### Source excerpt
>> Begin
Fully agreed. Maybe I have a big lack of understanding of error handling in NodeJS, but how on earth do I find out what functions can throw errors and what are the errors thrown? If someone could enlighten me I'd be really grateful. To be on the safe side I would need to run my whole code in a try..catch block. How to decide how to handle different errors if I don't know which errors can occur? On the other hand, just yesterday I had to debug a Rust panic in a smallish code base. Even with stacktraces turned on it took half an hour to find out where there error occurred. Still, Go and Rusts error handling is much better. IIRC, in Java you see all types of exceptions that can occur in the docs of a function?
>> Setting up testing and mocking. Setting up Prisma
Again, not a big thing IMO. If you like an ORM, Prisma is one of the best.
>> Don't get me wrong, I really do like Typescript.
Yeah, that's the thing. Typescript is such a fantastic language. Writing Go feels like using a hand-axe. Typescript's null handling alone makes it 10 times better (I hope everyone is using it, but that underlines your point regarding the conventions needed ...). I recently found a lib that gives us compile time checked pattern matching like in Rust.
Interesting, Dart for backend? Do you build APIs? How is the ecosystem? I heard good thing of Swift as well, but I have concerns that it's to niche for backend stuff.
I was working on Google Assistant at the time; the dialogue manager was written in Dart. I was mostly writing libraries and platform code...so APIs in a sense.
The ecosystem isn't huge outside of Flutter, of course.
Other replies miss the point - the problem doesn't lie with Typescript itself exactly. Setting up a nodejs/js project with all of the fixings (linting, Typescript, spell checks, builds if needed, etc) is quite tedious.
Sure you can accept some template project or CLI tool to kickstart things if just starting out, but at some point you will need to tweak the configuration and there is an enormous realm of options.
I'm surprised no one mentioned this already, but a runtime like Deno goes to great lengths to solve alot of these pain points. You get testing, linting, bundling, and Typescript out-of-the-box with sane settings. If Deno worked better with GRPC I'd probably be using it right now in my work projects!
Cool, that does help. It wasn't immediately obvious what the problem with the for loop sharing thing meant, but seeing it run and give unexpected results helped. :)
> Functions that shrink the size of a slice (Delete, DeleteFunc, Compact, CompactFunc, and Replace) now zero the elements between the new length and the old length.
I've been writing Go for 9+ years, but for the last 4 years, I had to write a lot of Dart (for Flutter). I consider these two languages to be on the opposite sides of the complexity stance. Dart tries to add and implement every feature possible, but Go is the opposite.
Two observations:
1) I'm spending a lot of time fighting multiple ways to init stuff in a class (i.e., declare the variable and set the value). Depending on the final/const/static/late prefix, there are multiple ways to init it in the constructor or factory or initState() method of Flutter's StatefulWidget, and god forbid you to refactor any of that – you'll be forced to rehaul all the initialization. Dart's getter feature (which makes functions look like variables) also adds confusion, especially with a new codebase. I constantly find it embarrassing how much time I need to spend on such a straightforward thing as variable/field initialization. I often find myself missing the simplicity of Go.
>> End
### Dataset rows
>> Begin
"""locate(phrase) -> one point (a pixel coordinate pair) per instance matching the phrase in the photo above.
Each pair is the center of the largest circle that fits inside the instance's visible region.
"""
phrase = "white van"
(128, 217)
>> End
### Tasks and exercises
[1] In the forum excerpt, how long did it take to find where the Rust panic occurred, even with stacktraces turned on?
[2] Duplicate everything in the forum excerpt from "The ecosystem isn't" down to "my work projects!".

### Final results
[1] Half an hour.

[2]
The ecosystem isn't huge outside of Flutter, of course.
Other replies miss the point - the problem doesn't lie with Typescript itself exactly. Setting up a nodejs/js project with all of the fixings (linting, Typescript, spell checks, builds if needed, etc) is quite tedious.
Sure you can accept some template project or CLI tool to kickstart things if just starting out, but at some point you will need to tweak the configuration and there is an enormous realm of options.
I'm surprised no one mentioned this already, but a runtime like Deno goes to great lengths to solve alot of these pain points. You get testing, linting, bundling, and Typescript out-of-the-box with sane settings. If Deno worked better with GRPC I'd probably be using it right now in my work projects!